Material shown →
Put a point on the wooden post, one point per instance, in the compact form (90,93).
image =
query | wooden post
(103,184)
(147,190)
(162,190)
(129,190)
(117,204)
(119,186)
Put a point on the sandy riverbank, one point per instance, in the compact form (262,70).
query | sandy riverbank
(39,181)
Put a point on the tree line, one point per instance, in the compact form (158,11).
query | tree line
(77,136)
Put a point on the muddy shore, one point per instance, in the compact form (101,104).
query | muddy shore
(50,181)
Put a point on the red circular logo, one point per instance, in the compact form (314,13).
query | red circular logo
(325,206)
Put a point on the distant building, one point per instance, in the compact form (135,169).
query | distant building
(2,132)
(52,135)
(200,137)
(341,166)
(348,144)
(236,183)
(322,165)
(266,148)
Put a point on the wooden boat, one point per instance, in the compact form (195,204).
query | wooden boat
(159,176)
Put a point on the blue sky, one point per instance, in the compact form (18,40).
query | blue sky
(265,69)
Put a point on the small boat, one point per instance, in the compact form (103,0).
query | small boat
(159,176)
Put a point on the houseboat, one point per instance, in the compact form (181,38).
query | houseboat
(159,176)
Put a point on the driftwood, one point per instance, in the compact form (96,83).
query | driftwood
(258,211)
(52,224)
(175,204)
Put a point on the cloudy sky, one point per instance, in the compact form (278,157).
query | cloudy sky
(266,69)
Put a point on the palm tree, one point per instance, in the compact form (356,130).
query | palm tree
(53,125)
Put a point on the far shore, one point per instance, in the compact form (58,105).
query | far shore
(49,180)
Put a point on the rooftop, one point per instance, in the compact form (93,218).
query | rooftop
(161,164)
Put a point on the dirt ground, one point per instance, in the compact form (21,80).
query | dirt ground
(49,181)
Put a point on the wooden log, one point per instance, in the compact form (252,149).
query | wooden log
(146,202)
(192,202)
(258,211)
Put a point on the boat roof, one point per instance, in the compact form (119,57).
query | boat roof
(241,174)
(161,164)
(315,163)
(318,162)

Exercise → All of the material must be given again without any change.

Response to this task →
Put a point on the wooden post, one point per instance, in the compact form (90,93).
image =
query | wooden post
(103,184)
(147,190)
(162,190)
(129,190)
(117,204)
(119,186)
Put a point on the sandy riverbank, one point per instance, in the compact form (262,70).
query | sandy riverbank
(39,181)
Put a point on the tree line, one point per instance, in the compact form (158,11).
query | tree line
(77,136)
Put a point on the muddy shore, one point per instance, in the compact form (101,104).
query | muddy shore
(50,181)
Put a point on the red circular logo, one point per instance, in the compact form (314,13).
query | red circular logo
(325,206)
Put a point on the distant building, one point per instance, in the compact form (135,169).
query | distant building
(2,132)
(52,135)
(200,137)
(341,166)
(348,144)
(236,183)
(322,165)
(266,148)
Put a point on the wooden boat, one point per instance, in the compact form (195,204).
query | wooden boat
(159,176)
Put a point on the blue sky, one point per instance, in the compact form (18,40).
query | blue sky
(265,69)
Put a point on the small boat, one point per instance, in the compact form (103,0).
query | small boat
(159,176)
Put a point on the houseboat, one point per instance, in the compact form (181,38).
query | houseboat
(159,176)
Put a point on the driftwood, one point per instance, in the compact form (96,83).
query | driftwood
(258,211)
(52,224)
(175,204)
Put a point on the cloudy sky, one point per instance, in the compact form (278,157).
query | cloudy sky
(266,69)
Put a point on the palm tree, one point per instance, in the compact form (356,130).
query | palm tree
(53,125)
Put a point on the far shore, one point per instance, in the compact form (58,105).
query | far shore
(49,180)
Put a point on the rooftop, one point per instance, in the compact form (93,218).
query | rooftop
(161,164)
Put a point on the dirt ground, one point per instance, in the compact form (21,80).
query | dirt ground
(49,181)
Put a point on the wooden log, one point per instance, in the compact form (252,149).
query | wooden log
(146,202)
(192,202)
(258,211)
Put a point on the boat roof, one point per instance, in the compact form (119,57).
query | boat roof
(241,174)
(161,164)
(315,163)
(318,162)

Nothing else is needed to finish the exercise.